* [Dataset entries]:
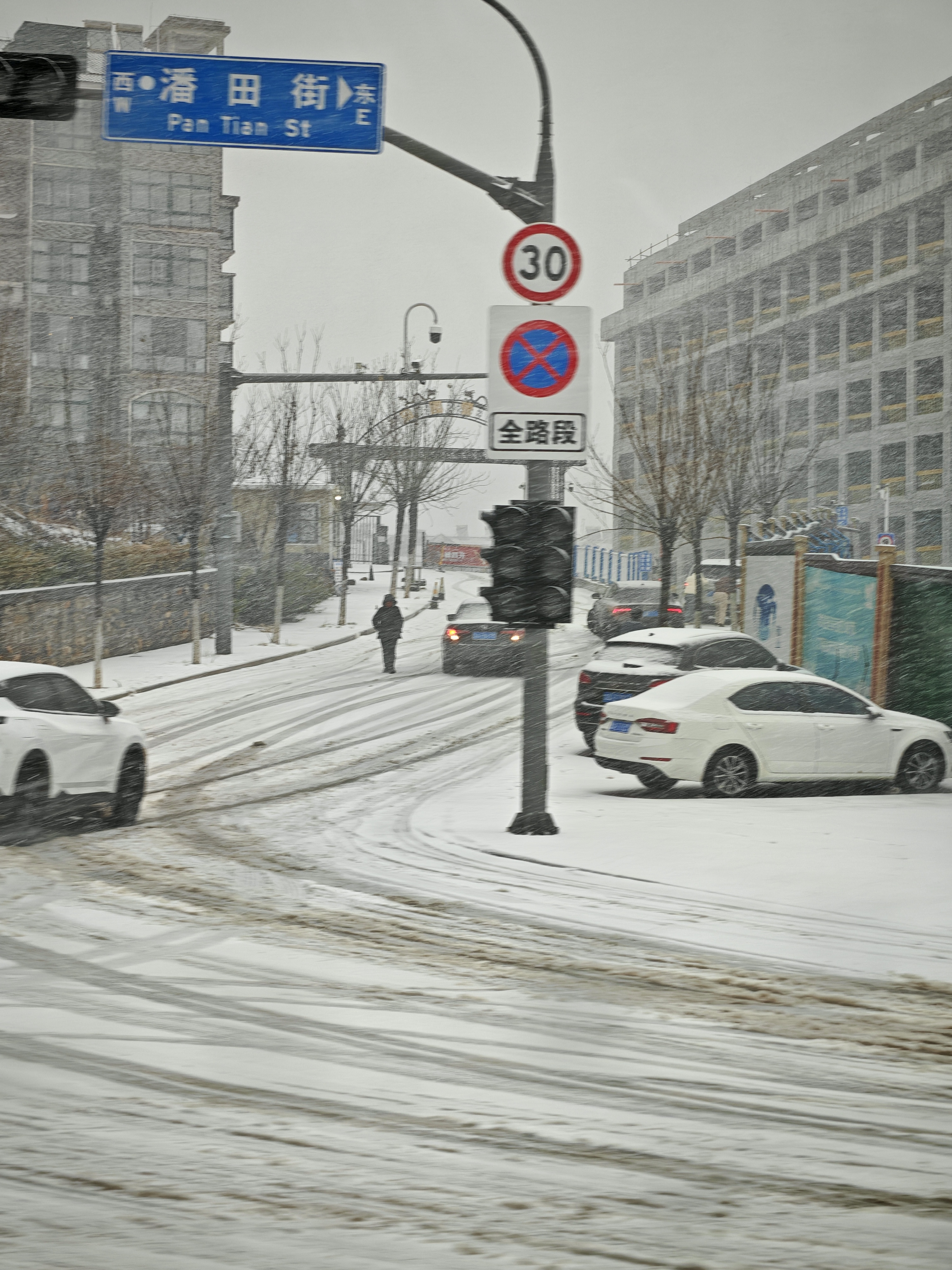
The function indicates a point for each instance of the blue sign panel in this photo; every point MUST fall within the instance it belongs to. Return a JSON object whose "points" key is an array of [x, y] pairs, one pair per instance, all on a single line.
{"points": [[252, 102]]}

...

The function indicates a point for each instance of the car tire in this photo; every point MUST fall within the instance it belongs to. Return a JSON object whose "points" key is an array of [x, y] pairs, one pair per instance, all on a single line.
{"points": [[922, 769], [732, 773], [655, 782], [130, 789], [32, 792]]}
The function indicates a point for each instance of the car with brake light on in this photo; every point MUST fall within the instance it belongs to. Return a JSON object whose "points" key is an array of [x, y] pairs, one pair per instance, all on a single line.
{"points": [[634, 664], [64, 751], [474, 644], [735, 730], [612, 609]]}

* [Written exercise]:
Tally the lines in the records above that contain the word "function". Reply with the count alone.

* [Result]:
3